• Required work: Repeat the entries without change, omitting the pictures.

▼▼▼

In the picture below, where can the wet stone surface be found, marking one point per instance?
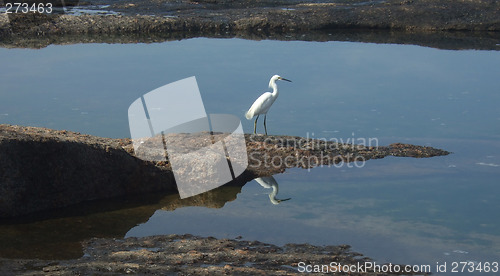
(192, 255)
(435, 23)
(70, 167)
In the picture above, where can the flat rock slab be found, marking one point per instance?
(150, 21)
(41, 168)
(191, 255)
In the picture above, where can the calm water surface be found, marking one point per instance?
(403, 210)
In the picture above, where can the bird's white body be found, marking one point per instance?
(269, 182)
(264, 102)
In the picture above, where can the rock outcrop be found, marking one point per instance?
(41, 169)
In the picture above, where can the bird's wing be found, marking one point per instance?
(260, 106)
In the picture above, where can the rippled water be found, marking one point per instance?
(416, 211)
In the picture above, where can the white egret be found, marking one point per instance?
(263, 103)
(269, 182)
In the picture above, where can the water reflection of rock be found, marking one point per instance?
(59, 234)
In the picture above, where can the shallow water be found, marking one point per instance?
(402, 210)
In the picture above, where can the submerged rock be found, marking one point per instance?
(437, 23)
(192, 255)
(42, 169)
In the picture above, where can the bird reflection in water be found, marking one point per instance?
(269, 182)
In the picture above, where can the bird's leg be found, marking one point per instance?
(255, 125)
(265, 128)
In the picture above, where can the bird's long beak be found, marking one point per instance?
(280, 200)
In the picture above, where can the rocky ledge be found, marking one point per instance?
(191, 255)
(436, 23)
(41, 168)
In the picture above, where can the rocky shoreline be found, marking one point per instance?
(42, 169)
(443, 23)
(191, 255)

▲▲▲

• Solution to the problem:
In the picture below, where can the wet stone surface be found, marking one point per instance?
(192, 255)
(435, 23)
(70, 167)
In the picture above, where can the flat rock slab be found, marking one point per instance?
(150, 21)
(41, 168)
(191, 255)
In the picture above, where can the calm water surface be found, marking one point per instance?
(403, 210)
In the picture above, where can the bird's white body be found, marking one point per instance?
(269, 182)
(264, 102)
In the picture above, where can the rock outcrop be found, marking one point per instance?
(41, 169)
In the picture above, where can the bird's wing be found, marking one point per instance?
(260, 106)
In the picture above, where can the rippled water be found, marking one point per instance?
(416, 211)
In the picture above, where can the white egret be found, marking one point per instance?
(263, 103)
(269, 182)
In the picture above, where can the water reflection of rock be found, marking one point per instance?
(59, 234)
In the picture above, where can the shallow water be found, marking one point per instance?
(402, 210)
In the picture above, where can the submerged rock be found, marking one point per instance?
(437, 23)
(192, 255)
(42, 169)
In the picture above, where can the bird reflection in water be found, marking one point per instance?
(269, 182)
In the picture above, where can the bird's leg be found, marking one point per instance?
(255, 125)
(265, 128)
In the picture above, where can the bird's long beak be found, marking one point per instance?
(280, 200)
In the picture above, where can the rocky ledge be found, marking one point per instance?
(191, 255)
(436, 23)
(41, 168)
In the picture above, where can the rocky shoreline be found, marking one point per instance?
(42, 169)
(443, 23)
(191, 255)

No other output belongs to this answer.